TASK STATEMENT:
Reproduce the listing that follows so that each line matches the original exactly.
Start of Block
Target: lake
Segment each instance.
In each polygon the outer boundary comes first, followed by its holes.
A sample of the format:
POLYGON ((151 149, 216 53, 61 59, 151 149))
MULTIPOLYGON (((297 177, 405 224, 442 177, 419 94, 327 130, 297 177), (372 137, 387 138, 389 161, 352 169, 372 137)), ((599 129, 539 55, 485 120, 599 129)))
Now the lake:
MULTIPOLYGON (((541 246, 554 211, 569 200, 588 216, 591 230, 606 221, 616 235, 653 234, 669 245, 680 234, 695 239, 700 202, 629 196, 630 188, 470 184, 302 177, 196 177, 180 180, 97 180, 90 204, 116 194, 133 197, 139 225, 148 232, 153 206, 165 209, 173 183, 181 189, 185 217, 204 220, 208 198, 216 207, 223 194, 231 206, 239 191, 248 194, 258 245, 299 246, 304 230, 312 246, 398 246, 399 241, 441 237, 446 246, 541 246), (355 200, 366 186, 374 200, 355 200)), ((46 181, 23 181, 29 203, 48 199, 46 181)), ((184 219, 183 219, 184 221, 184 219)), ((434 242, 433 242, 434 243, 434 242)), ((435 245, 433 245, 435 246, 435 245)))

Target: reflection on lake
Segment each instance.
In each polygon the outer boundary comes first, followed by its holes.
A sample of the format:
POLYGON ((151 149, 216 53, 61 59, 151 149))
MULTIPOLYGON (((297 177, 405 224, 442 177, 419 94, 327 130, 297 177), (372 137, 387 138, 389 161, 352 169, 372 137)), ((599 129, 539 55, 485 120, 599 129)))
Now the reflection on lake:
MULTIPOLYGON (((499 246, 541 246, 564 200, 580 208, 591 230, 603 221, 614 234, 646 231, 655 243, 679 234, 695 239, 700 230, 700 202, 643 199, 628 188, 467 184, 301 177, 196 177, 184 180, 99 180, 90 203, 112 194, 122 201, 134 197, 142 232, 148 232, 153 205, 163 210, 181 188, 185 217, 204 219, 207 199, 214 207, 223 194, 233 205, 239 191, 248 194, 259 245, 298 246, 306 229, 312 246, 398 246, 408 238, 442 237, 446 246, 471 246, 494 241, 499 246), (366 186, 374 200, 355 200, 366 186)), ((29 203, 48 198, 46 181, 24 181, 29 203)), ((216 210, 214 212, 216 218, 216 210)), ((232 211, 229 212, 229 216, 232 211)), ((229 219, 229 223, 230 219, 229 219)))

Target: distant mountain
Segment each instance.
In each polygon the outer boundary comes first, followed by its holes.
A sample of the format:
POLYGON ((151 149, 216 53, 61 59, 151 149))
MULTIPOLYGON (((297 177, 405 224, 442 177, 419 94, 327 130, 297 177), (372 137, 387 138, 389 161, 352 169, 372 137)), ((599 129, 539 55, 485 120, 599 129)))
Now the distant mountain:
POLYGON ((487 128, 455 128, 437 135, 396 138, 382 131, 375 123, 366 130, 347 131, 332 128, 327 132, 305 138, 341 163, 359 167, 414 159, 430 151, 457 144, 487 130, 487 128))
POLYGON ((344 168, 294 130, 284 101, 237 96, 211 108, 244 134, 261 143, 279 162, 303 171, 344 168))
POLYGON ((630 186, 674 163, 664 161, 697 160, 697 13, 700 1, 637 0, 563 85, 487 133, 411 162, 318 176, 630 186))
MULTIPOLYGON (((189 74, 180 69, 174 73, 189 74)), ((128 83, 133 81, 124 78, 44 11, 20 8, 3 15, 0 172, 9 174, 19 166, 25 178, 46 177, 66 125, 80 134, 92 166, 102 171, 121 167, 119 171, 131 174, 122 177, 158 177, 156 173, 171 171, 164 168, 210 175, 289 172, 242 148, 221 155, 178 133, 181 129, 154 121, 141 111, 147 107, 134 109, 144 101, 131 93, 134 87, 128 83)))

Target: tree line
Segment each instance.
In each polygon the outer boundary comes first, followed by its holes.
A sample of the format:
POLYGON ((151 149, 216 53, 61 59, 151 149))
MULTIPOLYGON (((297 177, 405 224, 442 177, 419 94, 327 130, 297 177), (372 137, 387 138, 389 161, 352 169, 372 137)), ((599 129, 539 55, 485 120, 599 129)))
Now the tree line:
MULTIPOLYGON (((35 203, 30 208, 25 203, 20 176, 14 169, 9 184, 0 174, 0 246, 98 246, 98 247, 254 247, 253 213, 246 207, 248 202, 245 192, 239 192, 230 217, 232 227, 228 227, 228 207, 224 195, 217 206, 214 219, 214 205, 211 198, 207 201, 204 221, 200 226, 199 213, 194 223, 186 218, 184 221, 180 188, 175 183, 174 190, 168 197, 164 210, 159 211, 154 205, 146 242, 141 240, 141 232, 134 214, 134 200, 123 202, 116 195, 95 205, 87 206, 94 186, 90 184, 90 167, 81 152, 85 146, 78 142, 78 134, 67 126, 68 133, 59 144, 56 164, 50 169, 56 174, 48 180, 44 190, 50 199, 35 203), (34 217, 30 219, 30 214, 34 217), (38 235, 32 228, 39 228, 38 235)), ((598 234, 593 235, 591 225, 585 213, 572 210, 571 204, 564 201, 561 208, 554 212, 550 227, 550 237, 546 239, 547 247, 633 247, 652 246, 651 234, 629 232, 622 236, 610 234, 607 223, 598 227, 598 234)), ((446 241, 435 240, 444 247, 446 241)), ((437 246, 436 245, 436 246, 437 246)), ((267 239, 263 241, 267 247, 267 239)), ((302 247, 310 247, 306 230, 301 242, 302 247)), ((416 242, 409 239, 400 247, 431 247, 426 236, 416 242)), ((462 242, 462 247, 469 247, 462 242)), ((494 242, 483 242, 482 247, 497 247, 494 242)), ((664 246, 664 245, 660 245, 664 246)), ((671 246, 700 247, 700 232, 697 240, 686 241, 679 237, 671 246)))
End of Block
EXERCISE RESPONSE:
Target: lake
Segment each instance.
In each polygon the outer boundary comes first, followed by its holes.
A sample of the format:
POLYGON ((151 149, 216 53, 61 59, 151 149))
MULTIPOLYGON (((297 177, 405 224, 442 177, 419 94, 327 130, 297 177), (372 137, 387 138, 389 161, 352 169, 372 137)), ((599 129, 539 55, 485 120, 599 129)))
Now the lake:
MULTIPOLYGON (((541 246, 554 211, 569 200, 588 216, 591 230, 606 221, 616 235, 653 234, 669 245, 680 234, 695 239, 700 202, 629 196, 630 188, 470 184, 302 177, 196 177, 180 180, 97 180, 90 204, 116 194, 133 197, 139 225, 148 232, 153 206, 165 209, 173 183, 181 189, 185 217, 204 220, 208 198, 216 207, 223 194, 231 206, 239 191, 248 194, 258 245, 299 246, 304 230, 312 246, 398 246, 399 241, 441 237, 446 246, 541 246), (355 200, 366 186, 374 200, 355 200)), ((46 181, 23 181, 29 203, 48 199, 46 181)), ((184 219, 183 219, 184 221, 184 219)), ((434 242, 433 242, 434 243, 434 242)), ((435 245, 433 245, 435 246, 435 245)))

Target: reflection on lake
Segment each instance.
In each polygon the outer boundary comes first, followed by its holes.
A sample of the format:
POLYGON ((151 149, 216 53, 61 59, 151 149))
MULTIPOLYGON (((297 177, 405 224, 442 177, 419 94, 327 130, 297 177), (372 137, 387 138, 389 161, 352 169, 372 137)), ((599 129, 539 55, 485 120, 599 129)))
Now the reflection on lake:
MULTIPOLYGON (((499 246, 541 246, 564 200, 580 208, 591 230, 603 221, 614 234, 646 231, 655 243, 679 234, 695 239, 700 230, 700 202, 643 199, 628 188, 467 184, 301 177, 196 177, 184 180, 99 180, 90 203, 112 194, 122 201, 134 197, 142 232, 148 232, 153 205, 163 210, 181 188, 185 217, 204 219, 207 199, 214 207, 223 194, 233 205, 239 191, 248 194, 259 245, 298 246, 306 229, 312 246, 398 246, 408 238, 442 237, 446 246, 471 246, 494 241, 499 246), (366 186, 374 200, 355 200, 366 186)), ((29 203, 48 198, 46 181, 24 181, 29 203)), ((216 210, 214 212, 216 218, 216 210)), ((232 211, 229 212, 229 216, 232 211)), ((229 219, 229 223, 230 219, 229 219)))

Target: distant mountain
Segment each instance.
In each polygon the outer boundary comes first, followed by its holes.
A sample of the format:
POLYGON ((151 149, 216 53, 61 59, 151 149))
MULTIPOLYGON (((297 177, 405 224, 442 177, 419 94, 327 130, 297 177), (372 137, 387 138, 389 161, 352 169, 372 137)), ((599 129, 539 55, 485 120, 599 129)))
Now the distant mountain:
POLYGON ((487 128, 455 128, 437 135, 396 138, 382 131, 375 123, 366 130, 347 131, 332 128, 327 132, 305 138, 341 163, 359 167, 414 159, 430 151, 457 144, 487 130, 487 128))
POLYGON ((344 168, 294 130, 284 101, 237 96, 211 108, 244 134, 261 143, 279 162, 303 171, 344 168))
POLYGON ((630 186, 674 163, 664 161, 697 160, 697 13, 700 1, 637 0, 563 85, 487 133, 411 162, 318 176, 630 186))
MULTIPOLYGON (((189 74, 180 69, 174 73, 189 74)), ((128 83, 133 81, 124 78, 44 11, 20 8, 3 15, 0 172, 9 174, 19 166, 25 178, 46 177, 66 125, 80 134, 92 166, 102 171, 121 167, 119 171, 131 174, 122 177, 158 177, 156 173, 171 171, 164 168, 210 175, 289 172, 242 148, 221 155, 178 133, 181 129, 154 121, 141 111, 147 107, 134 109, 144 101, 131 93, 134 87, 128 83)))

Target: tree line
Segment each instance.
In each polygon the outer boundary comes first, followed by its holes.
A sample of the format:
POLYGON ((151 149, 216 53, 61 59, 151 149))
MULTIPOLYGON (((297 177, 405 224, 442 177, 419 94, 327 130, 297 177), (372 137, 387 138, 389 161, 352 169, 372 137)), ((599 129, 539 55, 485 120, 599 129)))
Now the tree line:
MULTIPOLYGON (((35 203, 30 208, 25 203, 20 176, 14 169, 9 184, 0 174, 0 246, 98 246, 98 247, 254 247, 253 213, 246 207, 248 202, 245 192, 239 192, 230 217, 232 227, 228 227, 228 207, 224 195, 217 206, 214 219, 214 205, 211 198, 207 201, 204 221, 200 226, 199 213, 194 223, 186 218, 184 221, 180 188, 175 183, 174 190, 168 197, 164 210, 159 211, 154 205, 146 242, 141 240, 141 232, 134 214, 134 200, 123 202, 116 195, 95 205, 87 206, 94 186, 90 184, 90 167, 81 152, 85 146, 78 142, 78 134, 67 126, 68 133, 59 144, 56 164, 50 169, 56 174, 48 180, 44 190, 50 199, 35 203), (34 217, 30 219, 30 214, 34 217), (38 235, 32 228, 39 228, 38 235)), ((598 234, 593 235, 591 225, 585 213, 572 210, 571 204, 564 201, 561 208, 554 212, 550 227, 550 237, 546 239, 547 247, 633 247, 652 246, 651 234, 629 232, 622 236, 610 234, 607 223, 598 227, 598 234)), ((446 241, 435 240, 444 247, 446 241)), ((437 246, 436 245, 436 246, 437 246)), ((267 239, 263 241, 267 247, 267 239)), ((302 247, 310 247, 306 230, 301 242, 302 247)), ((416 242, 409 239, 400 247, 431 247, 426 236, 416 242)), ((462 242, 462 247, 469 247, 462 242)), ((494 242, 483 242, 482 247, 497 247, 494 242)), ((664 246, 664 245, 660 245, 664 246)), ((671 246, 700 247, 700 232, 697 240, 686 241, 679 237, 671 246)))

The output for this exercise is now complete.